Data provided:
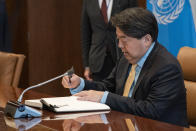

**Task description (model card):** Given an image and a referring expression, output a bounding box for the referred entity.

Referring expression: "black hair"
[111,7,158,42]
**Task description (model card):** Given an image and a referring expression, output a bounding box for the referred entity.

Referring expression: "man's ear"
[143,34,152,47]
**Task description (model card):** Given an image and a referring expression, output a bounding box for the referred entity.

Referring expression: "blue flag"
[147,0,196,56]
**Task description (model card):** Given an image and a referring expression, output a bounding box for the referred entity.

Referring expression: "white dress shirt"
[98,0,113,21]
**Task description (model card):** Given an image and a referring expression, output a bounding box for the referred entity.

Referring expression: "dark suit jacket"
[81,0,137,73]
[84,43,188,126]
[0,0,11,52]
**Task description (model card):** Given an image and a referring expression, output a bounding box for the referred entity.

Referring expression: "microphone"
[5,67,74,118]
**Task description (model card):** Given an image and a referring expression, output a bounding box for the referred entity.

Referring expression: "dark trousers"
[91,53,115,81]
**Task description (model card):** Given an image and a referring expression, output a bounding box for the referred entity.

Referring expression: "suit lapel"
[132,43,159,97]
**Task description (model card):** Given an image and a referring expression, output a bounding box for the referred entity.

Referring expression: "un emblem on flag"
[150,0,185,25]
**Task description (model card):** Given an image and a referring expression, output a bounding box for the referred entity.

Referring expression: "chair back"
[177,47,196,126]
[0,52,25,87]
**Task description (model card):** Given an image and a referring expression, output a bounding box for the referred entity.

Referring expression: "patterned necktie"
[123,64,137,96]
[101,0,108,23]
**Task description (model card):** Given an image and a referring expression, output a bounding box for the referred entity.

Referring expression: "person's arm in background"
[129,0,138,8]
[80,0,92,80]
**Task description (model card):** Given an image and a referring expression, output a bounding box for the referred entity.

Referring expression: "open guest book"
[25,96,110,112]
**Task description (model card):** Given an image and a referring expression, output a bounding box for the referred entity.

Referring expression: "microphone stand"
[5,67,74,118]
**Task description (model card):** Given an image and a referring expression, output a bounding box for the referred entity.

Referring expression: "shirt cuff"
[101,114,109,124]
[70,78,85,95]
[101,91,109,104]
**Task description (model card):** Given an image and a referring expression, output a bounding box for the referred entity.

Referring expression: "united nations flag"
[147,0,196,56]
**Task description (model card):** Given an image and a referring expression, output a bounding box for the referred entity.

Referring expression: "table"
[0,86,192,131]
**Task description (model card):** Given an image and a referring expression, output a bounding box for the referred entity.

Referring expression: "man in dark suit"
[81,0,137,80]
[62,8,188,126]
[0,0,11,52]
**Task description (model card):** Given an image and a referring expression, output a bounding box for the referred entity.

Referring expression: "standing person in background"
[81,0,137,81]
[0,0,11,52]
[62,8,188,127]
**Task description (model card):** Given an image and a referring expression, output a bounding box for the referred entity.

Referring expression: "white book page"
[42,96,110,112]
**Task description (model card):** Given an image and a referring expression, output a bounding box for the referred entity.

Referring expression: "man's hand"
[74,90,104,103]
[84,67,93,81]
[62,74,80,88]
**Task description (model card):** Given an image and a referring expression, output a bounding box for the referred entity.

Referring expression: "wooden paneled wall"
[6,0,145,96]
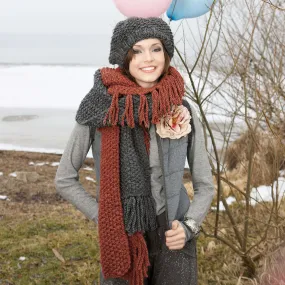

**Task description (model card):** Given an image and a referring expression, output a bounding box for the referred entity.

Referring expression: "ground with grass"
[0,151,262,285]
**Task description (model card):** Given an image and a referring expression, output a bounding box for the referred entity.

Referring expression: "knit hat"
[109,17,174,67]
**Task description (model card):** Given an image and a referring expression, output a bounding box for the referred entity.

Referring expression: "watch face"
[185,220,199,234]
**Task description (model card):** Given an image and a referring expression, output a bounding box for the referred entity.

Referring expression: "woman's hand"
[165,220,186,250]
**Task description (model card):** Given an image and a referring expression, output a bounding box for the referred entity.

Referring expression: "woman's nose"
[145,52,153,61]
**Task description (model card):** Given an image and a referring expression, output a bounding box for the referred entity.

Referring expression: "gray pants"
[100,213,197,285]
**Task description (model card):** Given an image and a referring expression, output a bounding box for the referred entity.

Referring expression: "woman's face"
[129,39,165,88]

Problem statement: Edit all the items above so that "referred entity" reads "target object" wherever it occurs, keeping everything else unchanged. Leave the pictures out of your answer.

Solved problem:
**Task description (model card):** Given an image and a referring expression, output a bounding box for the target object.

Referring expression: "black hair"
[111,7,158,42]
**Task description (model card):** Given an image and a referring expression, output a bounding box for the target object.

Referring expression: "man's ear"
[143,34,152,47]
**Task description (model card):** Given an image and a referring expression, output a bounding box for the target object.

Referring expression: "blue flag"
[147,0,196,56]
**Task description (model card):** Given an image and a referring expression, output a bounding box for the target object.

Referring expression: "white dress shirt"
[98,0,113,21]
**Task description (model card):** Given an image and a referring expression, output a bounding box for the target object.

Referring expression: "dark suit jacket"
[81,0,137,73]
[84,43,188,126]
[0,0,11,52]
**Task description (model card):** Given an image and a referring expression, output a bounding box for the target object.

Referring expression: "microphone"
[5,67,74,118]
**Task description (model card):** Given an image and a referring expression, output a bounding box for the target object.

Referring expression: "dark trousers"
[91,53,115,81]
**Task description (model card):** Given an image and a referring expression, output a bounding box for the target object.

Referring expression: "suit lapel"
[132,43,159,97]
**Task description (model card):** Given an image and a referring expression, output a bounding box for the target object.

Referring expression: "un emblem on flag"
[150,0,185,25]
**Task description (model card):** Given an image and a referring expression, output a bounding box for the target object.

Referring expression: "chair back"
[177,47,196,126]
[0,52,25,87]
**Task description (model card):** Given an image and a referring expression, output a bounding box for the target object.

Referring expression: "patterned necktie"
[123,64,137,96]
[101,0,108,23]
**Task description (model card):** Given an image and a referring expression, output a bounding box for the target object.

Referring expression: "person's arm in background"
[129,0,138,8]
[80,0,92,80]
**Task description (model card):** Given an image and a referring expression, output a bounding box for the target object.

Referring expression: "open guest book"
[25,96,110,112]
**Task description (model card):** Given an image and a referring expression, output a bounding box for the target object.

Referring expression: "microphone stand"
[5,67,74,118]
**Task description (model card):** Given an image and a referring expression, output a bounding box for the target object.

Referring expression: "shirt cuff"
[101,114,109,124]
[70,78,85,95]
[101,91,109,104]
**Task description (model card):** Given an image and a referring expression, output a bounding box for the target object.

Referring expression: "united nations flag"
[147,0,196,56]
**Task description (model card):** Given an image and a referring expression, output a bounding box for the target object.

Referring expression: "table"
[0,86,192,131]
**Task description (model card):** Given an image and a referring expression, output a bounding box for the target object.

Referring expression: "man in dark suit"
[81,0,137,80]
[62,8,188,126]
[0,0,11,52]
**Task description (model card):** Given an image and a referring expression, output a bounding box for the target object.

Referring expression: "standing person in background"
[81,0,137,81]
[0,0,11,52]
[62,8,188,127]
**Task description (model card):** Given an image and a referring expression, output a bounding box for the target object.

Referring expression: "white book page"
[42,96,110,112]
**Task description (model card):** Given an image and a referring expression, output a bounding box for the target object.

Referring expression: "man's hand"
[74,90,104,103]
[84,67,93,81]
[62,74,80,88]
**Task description (model card):** Given an image and a referring expression, output a bounding box for the target object.

Referring expression: "wooden paneled wall"
[6,0,145,96]

**Task description (model card):** Given an image and a referring expression, output a bounding box for the target object.

Referring expression: "ground with grass"
[0,151,262,285]
**Task description (model card):** Given an image and a referring expression, output a bounding box for the target object.

Referring expression: "knit hat"
[109,17,174,67]
**Task description (model card):** Given an image and a referring expression, output a bounding box for the target object.

Referring expression: "watch face"
[185,220,199,234]
**Task description (model card):** Given an image and a referring expression, output a bounding box for the target object.

Referring expression: "woman's hand"
[165,220,186,250]
**Task description (model card):** Given an image and a referring expression, output a bounding box for the target object.

Referring expression: "woman's nose"
[145,52,153,61]
**Task description (model card):** Given an image and a referring expression, output a bounding box for the target object.

Referring expression: "gray pants"
[100,213,197,285]
**Task description (model card):** Given an image and a referring expression, output a bounding box for the target object.

Referring expression: "woman's face"
[129,39,165,88]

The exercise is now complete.